━━ EXTRACTED MATERIAL ━━

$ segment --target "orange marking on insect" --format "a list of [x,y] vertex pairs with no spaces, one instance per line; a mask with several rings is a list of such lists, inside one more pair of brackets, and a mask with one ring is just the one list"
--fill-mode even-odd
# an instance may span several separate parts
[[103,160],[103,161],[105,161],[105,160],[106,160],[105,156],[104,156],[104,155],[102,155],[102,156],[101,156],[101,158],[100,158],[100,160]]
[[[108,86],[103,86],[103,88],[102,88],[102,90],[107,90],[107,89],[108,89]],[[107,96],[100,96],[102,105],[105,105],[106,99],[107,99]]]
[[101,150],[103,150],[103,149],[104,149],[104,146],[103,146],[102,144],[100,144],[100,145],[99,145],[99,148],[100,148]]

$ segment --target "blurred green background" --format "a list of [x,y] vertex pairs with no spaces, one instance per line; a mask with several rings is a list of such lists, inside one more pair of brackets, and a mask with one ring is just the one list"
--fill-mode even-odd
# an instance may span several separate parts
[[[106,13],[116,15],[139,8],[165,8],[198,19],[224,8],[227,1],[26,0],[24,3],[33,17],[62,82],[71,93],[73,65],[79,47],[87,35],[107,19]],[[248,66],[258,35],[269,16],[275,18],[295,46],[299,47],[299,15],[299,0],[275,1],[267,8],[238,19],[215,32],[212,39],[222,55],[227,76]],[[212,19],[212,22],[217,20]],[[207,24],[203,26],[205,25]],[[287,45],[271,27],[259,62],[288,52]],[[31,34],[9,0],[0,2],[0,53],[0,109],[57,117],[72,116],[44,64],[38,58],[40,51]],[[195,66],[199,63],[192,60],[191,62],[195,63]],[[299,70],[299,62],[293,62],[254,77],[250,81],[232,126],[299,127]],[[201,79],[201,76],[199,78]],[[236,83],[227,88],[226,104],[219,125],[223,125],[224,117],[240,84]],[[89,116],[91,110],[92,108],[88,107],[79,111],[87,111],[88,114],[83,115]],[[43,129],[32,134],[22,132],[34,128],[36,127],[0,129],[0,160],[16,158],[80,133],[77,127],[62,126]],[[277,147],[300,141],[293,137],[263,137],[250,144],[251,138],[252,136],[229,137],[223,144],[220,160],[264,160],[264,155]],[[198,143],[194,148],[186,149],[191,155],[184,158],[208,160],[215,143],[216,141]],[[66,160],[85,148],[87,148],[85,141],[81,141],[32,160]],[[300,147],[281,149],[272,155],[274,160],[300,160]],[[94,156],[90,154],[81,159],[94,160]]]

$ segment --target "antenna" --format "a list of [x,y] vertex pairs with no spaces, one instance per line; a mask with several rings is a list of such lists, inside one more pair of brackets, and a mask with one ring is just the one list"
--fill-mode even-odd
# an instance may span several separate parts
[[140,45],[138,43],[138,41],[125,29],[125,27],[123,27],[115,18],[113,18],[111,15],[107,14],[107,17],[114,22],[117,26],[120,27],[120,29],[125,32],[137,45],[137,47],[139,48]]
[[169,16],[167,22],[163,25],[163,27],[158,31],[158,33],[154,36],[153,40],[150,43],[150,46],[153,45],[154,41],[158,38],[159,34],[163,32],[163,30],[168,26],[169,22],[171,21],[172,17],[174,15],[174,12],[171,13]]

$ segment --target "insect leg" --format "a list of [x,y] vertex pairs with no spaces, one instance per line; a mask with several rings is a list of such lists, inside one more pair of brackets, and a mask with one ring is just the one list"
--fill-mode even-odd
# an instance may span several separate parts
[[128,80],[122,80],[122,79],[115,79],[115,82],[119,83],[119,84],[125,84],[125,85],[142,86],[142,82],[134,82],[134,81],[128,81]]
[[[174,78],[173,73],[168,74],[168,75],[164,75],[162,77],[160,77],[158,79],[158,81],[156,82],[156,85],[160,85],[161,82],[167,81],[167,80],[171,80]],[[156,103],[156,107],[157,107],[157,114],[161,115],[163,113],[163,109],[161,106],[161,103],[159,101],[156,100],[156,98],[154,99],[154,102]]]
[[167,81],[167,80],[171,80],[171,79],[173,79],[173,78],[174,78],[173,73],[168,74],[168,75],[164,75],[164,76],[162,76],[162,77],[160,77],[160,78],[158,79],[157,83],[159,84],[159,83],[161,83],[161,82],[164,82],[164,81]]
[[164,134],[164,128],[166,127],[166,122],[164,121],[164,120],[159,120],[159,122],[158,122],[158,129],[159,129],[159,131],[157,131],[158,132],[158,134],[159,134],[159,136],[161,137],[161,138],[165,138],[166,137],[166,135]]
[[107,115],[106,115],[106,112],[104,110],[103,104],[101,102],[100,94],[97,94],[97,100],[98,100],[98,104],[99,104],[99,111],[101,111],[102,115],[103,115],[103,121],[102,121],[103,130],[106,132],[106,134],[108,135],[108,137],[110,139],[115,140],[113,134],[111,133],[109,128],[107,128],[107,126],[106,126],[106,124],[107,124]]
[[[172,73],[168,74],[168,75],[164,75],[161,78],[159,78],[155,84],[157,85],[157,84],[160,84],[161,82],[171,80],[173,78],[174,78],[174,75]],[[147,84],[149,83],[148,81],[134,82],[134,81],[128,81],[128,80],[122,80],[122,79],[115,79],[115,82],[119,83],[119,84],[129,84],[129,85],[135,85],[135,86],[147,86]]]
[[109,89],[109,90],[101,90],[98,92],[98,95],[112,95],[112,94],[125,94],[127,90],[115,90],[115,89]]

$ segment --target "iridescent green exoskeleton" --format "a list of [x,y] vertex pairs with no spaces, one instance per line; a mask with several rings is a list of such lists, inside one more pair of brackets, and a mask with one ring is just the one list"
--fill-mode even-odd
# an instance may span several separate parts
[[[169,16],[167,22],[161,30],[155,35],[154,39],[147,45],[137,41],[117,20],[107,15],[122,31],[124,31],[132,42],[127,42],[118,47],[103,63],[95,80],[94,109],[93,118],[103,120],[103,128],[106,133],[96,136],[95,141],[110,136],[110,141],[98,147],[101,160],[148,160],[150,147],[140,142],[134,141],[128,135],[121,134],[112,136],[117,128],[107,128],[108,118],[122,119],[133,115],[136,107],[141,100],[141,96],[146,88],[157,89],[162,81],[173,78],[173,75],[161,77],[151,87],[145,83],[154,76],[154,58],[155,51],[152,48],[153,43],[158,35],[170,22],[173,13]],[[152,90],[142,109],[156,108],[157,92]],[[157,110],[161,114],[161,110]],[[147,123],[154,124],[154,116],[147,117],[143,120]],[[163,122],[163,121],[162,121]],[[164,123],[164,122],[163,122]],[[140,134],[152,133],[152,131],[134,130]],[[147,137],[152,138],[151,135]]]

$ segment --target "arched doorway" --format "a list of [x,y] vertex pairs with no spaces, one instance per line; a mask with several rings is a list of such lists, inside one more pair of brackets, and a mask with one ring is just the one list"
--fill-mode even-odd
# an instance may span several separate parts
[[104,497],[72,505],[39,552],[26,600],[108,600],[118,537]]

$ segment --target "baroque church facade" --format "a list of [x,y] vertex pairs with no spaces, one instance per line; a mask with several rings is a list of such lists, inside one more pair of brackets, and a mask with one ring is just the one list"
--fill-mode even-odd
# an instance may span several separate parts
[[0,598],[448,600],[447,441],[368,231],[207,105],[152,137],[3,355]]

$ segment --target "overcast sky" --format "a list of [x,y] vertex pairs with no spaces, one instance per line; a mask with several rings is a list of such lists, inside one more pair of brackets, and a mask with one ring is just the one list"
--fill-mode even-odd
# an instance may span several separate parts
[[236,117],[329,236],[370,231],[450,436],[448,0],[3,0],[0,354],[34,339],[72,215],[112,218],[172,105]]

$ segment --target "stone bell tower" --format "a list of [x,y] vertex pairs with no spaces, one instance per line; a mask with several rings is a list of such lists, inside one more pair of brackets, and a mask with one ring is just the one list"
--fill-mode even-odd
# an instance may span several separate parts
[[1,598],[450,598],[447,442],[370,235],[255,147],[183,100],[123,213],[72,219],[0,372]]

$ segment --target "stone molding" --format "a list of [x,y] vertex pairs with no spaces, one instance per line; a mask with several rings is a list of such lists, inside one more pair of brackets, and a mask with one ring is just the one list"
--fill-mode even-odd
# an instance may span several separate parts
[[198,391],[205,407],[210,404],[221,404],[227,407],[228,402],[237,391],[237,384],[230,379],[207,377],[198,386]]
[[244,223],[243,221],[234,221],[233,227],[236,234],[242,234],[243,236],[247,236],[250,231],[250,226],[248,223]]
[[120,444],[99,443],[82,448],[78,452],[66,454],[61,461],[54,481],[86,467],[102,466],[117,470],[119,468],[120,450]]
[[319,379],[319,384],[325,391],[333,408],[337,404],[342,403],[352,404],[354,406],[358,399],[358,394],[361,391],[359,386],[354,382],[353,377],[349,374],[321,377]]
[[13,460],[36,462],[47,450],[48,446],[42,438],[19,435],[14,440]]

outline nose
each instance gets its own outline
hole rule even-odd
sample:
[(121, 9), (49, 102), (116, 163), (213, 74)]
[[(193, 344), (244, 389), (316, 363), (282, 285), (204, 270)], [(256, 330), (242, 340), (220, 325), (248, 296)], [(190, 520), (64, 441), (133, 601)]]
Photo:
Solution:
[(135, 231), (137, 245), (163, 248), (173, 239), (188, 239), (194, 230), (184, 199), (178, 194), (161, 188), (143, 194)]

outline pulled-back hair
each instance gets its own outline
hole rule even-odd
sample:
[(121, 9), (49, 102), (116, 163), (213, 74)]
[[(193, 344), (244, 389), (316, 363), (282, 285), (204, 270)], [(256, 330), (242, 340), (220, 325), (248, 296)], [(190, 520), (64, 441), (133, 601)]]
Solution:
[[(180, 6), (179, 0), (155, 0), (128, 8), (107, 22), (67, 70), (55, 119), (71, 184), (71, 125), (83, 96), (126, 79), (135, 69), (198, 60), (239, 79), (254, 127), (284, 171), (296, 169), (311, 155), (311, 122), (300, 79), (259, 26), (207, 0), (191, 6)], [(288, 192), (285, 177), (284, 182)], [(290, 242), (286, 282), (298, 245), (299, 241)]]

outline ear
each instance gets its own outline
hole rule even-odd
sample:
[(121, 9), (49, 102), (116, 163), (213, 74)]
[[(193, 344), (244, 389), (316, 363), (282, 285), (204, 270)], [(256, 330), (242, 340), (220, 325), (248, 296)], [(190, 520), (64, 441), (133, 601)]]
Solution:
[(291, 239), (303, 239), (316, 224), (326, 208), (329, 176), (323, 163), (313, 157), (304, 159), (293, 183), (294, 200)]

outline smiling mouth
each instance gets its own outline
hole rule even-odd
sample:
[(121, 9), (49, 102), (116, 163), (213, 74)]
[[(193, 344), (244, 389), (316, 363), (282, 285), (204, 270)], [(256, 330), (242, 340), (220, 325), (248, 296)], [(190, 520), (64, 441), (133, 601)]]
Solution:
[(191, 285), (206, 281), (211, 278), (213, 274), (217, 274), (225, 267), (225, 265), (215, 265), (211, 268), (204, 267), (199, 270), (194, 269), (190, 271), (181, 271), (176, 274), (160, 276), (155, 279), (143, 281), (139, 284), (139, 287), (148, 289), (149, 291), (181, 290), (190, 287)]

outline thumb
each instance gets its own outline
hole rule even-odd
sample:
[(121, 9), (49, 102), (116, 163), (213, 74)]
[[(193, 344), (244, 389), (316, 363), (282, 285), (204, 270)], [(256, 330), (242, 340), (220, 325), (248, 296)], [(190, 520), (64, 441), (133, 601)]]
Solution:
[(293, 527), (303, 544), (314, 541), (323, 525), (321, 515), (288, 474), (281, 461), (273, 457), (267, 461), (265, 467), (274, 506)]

━━━

BRIEF —
Give again the closing portion of the entries, from the line with "outline thumb" through the last line. Keep it exact and add nothing.

OUTPUT —
outline thumb
each instance gets its own outline
hole rule even-odd
sample:
[(121, 9), (49, 102), (116, 163), (213, 74)]
[[(193, 344), (244, 389), (316, 363), (282, 285), (204, 270)], [(256, 330), (242, 340), (220, 325), (248, 296)], [(190, 520), (64, 441), (133, 601)]]
Solution:
[(293, 527), (303, 544), (314, 541), (323, 525), (321, 515), (288, 474), (281, 461), (273, 457), (267, 461), (265, 467), (274, 506)]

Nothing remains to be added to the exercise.